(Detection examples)
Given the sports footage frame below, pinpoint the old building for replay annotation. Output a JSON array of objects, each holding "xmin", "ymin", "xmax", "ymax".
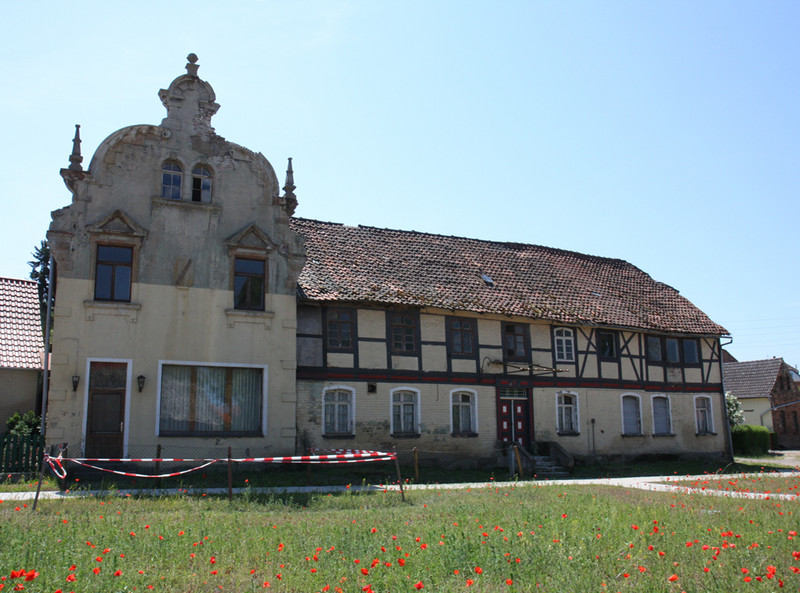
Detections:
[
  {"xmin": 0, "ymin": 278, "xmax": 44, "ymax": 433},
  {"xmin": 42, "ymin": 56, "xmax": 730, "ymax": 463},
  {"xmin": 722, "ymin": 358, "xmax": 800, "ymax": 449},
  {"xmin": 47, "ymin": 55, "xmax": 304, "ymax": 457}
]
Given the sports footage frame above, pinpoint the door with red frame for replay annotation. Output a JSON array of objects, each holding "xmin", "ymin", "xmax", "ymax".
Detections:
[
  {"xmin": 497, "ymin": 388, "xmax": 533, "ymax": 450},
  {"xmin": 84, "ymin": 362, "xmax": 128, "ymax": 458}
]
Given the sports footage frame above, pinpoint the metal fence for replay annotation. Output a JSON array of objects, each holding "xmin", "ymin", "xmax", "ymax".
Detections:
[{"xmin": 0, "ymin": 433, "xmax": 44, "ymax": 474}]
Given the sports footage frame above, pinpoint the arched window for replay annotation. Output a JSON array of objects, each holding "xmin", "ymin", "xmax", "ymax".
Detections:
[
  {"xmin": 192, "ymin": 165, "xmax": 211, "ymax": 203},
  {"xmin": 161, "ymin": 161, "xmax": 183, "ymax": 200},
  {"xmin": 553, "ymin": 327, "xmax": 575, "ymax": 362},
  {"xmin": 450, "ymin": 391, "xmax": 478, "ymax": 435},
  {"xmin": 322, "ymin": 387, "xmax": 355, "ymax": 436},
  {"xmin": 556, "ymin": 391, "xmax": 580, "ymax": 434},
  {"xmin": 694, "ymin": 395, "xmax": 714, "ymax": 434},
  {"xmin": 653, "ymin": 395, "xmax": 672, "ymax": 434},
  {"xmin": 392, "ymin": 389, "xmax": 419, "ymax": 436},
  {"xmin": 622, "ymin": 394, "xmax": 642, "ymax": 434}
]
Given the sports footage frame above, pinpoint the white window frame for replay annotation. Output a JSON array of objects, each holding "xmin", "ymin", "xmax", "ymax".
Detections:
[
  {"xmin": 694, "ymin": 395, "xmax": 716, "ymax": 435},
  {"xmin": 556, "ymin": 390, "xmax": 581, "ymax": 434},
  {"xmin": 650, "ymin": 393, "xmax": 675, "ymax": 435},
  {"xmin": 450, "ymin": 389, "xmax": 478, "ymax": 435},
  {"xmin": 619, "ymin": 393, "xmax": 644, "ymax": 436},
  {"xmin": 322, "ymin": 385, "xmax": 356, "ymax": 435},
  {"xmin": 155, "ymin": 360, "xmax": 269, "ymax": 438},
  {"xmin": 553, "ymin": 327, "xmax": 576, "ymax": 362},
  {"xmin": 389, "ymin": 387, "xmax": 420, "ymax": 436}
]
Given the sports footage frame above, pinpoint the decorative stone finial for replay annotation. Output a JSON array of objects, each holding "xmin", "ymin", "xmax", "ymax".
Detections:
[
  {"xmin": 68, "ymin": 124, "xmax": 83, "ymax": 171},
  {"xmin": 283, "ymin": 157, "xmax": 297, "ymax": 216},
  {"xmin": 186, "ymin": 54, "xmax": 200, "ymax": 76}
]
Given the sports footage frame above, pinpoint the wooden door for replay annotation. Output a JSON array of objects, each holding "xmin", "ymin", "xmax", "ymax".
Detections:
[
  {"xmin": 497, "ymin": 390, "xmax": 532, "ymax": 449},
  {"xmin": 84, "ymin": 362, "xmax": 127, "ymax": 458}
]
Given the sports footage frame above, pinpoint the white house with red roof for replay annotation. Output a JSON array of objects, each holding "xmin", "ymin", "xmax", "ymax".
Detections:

• **PROBLEM**
Please count the lines in the items above that contain the word "replay" and give only that number.

• **REPLY**
8